## The records
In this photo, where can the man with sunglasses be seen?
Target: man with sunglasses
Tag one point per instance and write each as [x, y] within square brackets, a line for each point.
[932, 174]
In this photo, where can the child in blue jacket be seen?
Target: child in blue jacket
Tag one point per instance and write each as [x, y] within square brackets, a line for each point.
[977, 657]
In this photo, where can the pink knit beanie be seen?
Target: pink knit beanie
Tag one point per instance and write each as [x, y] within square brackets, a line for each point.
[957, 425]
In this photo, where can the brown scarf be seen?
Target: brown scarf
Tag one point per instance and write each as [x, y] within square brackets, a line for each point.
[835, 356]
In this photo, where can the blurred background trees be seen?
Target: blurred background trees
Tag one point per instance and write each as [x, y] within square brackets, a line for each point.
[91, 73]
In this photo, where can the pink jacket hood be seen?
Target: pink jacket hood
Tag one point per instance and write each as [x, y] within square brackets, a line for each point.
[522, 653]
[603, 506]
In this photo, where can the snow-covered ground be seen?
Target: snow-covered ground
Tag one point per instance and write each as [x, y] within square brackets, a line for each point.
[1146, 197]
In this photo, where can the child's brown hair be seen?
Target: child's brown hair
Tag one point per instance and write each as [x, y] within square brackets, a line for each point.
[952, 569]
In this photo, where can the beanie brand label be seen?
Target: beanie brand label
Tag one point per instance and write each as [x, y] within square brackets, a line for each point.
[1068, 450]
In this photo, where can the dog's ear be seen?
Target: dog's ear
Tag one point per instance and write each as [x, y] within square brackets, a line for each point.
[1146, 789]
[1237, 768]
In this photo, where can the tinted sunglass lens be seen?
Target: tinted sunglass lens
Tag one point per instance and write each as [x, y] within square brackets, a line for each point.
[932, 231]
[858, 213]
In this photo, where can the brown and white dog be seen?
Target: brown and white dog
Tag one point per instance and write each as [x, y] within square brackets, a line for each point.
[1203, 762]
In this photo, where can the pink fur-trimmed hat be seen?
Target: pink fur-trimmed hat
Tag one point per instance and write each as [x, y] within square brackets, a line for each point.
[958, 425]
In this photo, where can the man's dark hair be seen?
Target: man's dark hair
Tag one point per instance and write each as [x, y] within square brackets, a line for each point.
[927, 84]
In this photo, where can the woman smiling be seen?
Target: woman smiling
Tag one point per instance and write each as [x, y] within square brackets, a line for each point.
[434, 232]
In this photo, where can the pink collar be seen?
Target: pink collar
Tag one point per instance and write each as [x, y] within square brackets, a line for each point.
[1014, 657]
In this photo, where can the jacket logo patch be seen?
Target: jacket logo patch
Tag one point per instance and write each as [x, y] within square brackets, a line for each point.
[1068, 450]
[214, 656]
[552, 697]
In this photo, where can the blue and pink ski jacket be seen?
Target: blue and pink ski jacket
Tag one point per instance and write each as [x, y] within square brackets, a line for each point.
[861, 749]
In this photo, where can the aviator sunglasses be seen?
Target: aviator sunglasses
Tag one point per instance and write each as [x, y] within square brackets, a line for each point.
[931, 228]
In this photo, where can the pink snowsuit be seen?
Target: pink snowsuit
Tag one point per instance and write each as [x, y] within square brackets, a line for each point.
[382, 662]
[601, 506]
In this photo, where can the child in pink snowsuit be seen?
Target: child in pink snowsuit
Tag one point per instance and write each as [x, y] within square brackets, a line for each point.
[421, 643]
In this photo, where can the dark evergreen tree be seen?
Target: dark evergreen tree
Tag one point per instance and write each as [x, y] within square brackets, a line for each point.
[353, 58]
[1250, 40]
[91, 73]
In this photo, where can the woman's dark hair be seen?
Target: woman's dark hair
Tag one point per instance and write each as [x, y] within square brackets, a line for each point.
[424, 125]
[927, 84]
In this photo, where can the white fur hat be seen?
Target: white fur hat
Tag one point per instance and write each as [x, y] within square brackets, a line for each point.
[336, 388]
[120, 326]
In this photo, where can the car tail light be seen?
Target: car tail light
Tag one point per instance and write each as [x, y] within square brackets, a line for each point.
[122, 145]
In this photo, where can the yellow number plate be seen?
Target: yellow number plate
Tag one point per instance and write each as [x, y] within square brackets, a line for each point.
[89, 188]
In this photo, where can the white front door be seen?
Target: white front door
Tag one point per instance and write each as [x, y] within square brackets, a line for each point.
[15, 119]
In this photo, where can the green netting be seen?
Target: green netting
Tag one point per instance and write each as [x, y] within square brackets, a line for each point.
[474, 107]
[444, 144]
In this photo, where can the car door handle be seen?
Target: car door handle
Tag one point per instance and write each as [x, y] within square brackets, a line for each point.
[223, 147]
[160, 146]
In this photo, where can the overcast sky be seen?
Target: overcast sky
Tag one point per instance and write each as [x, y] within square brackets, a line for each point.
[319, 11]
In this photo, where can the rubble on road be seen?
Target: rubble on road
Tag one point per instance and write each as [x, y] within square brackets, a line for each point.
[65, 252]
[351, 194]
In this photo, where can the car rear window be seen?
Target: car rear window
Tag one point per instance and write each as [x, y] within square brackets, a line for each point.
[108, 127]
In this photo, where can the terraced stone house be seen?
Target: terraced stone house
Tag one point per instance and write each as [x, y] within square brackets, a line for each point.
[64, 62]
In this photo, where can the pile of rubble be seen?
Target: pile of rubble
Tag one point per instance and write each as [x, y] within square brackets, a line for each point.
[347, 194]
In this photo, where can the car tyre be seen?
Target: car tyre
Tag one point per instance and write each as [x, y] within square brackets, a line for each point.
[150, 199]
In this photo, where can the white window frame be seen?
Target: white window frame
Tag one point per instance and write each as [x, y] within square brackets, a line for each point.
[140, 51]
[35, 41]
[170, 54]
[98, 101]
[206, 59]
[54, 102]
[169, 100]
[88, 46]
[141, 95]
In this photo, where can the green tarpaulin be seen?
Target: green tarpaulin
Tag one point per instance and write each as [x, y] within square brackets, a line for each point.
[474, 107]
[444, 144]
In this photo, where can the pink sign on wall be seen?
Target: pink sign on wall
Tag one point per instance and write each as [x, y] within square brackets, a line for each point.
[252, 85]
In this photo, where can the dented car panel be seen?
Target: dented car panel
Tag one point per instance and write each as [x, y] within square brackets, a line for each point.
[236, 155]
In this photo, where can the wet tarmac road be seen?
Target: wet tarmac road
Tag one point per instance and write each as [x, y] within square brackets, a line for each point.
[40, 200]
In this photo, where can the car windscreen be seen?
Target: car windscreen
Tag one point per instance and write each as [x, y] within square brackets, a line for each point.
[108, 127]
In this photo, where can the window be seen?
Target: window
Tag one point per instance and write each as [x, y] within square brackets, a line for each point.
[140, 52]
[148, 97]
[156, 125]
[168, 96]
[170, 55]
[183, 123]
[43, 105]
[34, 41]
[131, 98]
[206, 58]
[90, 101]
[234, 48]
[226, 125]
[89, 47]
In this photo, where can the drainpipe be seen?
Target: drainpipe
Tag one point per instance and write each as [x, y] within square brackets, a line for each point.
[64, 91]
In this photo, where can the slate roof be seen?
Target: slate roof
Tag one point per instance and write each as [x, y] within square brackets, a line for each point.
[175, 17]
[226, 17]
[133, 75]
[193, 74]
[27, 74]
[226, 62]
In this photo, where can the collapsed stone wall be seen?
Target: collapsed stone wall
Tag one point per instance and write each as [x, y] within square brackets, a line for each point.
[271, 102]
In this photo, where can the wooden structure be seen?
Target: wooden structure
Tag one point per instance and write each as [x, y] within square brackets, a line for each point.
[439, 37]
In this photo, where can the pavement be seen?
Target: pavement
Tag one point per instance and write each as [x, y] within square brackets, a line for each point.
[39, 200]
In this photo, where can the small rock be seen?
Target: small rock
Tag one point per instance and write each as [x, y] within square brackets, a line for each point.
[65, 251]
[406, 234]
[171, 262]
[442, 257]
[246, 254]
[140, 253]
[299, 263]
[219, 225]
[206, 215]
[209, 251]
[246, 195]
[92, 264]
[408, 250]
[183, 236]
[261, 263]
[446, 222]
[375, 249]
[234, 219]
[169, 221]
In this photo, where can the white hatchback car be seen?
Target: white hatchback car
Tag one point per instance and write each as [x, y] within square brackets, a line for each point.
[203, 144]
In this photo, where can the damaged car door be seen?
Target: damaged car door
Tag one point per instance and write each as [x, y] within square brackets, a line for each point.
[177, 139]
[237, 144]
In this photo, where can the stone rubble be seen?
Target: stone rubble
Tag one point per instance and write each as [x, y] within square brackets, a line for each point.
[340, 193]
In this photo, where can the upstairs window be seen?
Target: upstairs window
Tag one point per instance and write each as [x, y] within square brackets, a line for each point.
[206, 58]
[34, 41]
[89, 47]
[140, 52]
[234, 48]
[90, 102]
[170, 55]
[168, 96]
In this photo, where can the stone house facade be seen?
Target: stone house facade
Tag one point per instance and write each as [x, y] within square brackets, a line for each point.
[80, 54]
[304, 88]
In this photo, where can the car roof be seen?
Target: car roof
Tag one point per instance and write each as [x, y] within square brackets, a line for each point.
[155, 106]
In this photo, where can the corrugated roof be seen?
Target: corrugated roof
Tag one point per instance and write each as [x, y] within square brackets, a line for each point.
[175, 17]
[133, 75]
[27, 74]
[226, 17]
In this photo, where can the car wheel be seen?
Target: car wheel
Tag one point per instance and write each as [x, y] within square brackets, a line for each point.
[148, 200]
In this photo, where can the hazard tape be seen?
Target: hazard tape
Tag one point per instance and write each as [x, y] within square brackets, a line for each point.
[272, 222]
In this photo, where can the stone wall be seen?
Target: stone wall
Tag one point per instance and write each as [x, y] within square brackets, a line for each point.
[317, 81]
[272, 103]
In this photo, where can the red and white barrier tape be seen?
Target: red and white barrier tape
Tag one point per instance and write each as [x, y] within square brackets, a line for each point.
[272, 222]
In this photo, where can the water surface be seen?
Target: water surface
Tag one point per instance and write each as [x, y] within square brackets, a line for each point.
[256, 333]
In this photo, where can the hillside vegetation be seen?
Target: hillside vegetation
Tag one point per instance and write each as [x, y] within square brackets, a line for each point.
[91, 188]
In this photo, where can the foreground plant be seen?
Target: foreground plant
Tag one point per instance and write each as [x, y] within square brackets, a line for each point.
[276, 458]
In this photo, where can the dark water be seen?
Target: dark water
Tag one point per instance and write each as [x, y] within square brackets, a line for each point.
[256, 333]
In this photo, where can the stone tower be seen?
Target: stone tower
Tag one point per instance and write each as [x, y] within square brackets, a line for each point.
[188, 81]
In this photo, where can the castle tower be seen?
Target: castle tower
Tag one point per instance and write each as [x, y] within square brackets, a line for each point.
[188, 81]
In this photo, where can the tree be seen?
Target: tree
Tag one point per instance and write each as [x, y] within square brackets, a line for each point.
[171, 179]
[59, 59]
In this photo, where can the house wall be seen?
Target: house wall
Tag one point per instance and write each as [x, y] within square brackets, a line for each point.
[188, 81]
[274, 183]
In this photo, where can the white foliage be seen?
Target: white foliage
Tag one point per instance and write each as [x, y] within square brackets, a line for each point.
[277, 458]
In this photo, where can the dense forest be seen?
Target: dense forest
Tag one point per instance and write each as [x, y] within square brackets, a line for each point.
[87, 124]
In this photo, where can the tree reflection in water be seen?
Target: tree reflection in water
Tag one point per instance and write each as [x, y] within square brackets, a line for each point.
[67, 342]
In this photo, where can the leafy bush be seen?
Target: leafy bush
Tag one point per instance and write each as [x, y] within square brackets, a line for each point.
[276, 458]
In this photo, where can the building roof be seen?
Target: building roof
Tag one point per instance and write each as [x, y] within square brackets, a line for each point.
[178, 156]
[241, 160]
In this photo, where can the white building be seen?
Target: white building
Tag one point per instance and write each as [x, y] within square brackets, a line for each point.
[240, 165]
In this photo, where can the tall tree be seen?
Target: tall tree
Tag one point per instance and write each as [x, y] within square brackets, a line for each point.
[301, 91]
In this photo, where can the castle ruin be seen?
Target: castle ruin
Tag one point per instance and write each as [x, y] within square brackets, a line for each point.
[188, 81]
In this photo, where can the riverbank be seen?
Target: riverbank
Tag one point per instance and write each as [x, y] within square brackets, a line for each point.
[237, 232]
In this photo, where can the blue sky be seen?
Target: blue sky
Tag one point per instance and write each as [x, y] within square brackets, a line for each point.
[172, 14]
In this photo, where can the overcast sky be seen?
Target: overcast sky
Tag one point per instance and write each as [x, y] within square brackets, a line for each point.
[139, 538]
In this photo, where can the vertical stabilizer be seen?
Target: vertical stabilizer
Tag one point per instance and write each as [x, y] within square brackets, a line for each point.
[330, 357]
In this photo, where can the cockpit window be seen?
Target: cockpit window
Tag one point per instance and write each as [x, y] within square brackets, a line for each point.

## To be done
Lay out the stretch of the listing from the line containing "In this photo, where can the white building" through its final line as a numbered list, leaving out any blank lines.

## Written response
1. In this photo, where can the white building be seen?
2. Target: white building
3. Tag one point per instance and write each as [x, y] within square brackets, a line for each point.
4. [240, 165]
5. In this photo, where can the tall tree be seen?
6. Target: tall tree
7. Tag one point per instance and write each as [x, y] within square brackets, a line for each point.
8. [301, 91]
9. In this photo, where can the castle ruin be seen?
10. Target: castle ruin
11. Tag one point per instance and write each as [x, y] within square brackets, a line for each point.
12. [188, 81]
13. In this photo, where can the riverbank be seen?
14. Target: riverbank
15. Tag one point per instance and write each as [x, y] within square brackets, a line for each point.
16. [237, 232]
17. In this photo, where can the blue sky be seen?
18. Target: blue sky
19. Tag one point per instance and write each as [x, y] within square brackets, a line for each point.
20. [172, 14]
21. In this photo, where can the overcast sky be seen?
22. Target: overcast sky
23. Tag one point per instance and write each as [x, y] within square brackets, a line for each point.
24. [139, 538]
25. In this photo, where can the vertical stabilizer be seen?
26. Target: vertical stabilizer
27. Tag one point per instance and write each as [x, y] within square brackets, a line for each point.
28. [330, 357]
29. In this photo, where can the cockpit window be seen?
30. Target: cockpit window
31. Tag one point per instance and write each as [x, y] within square brackets, a line for each point.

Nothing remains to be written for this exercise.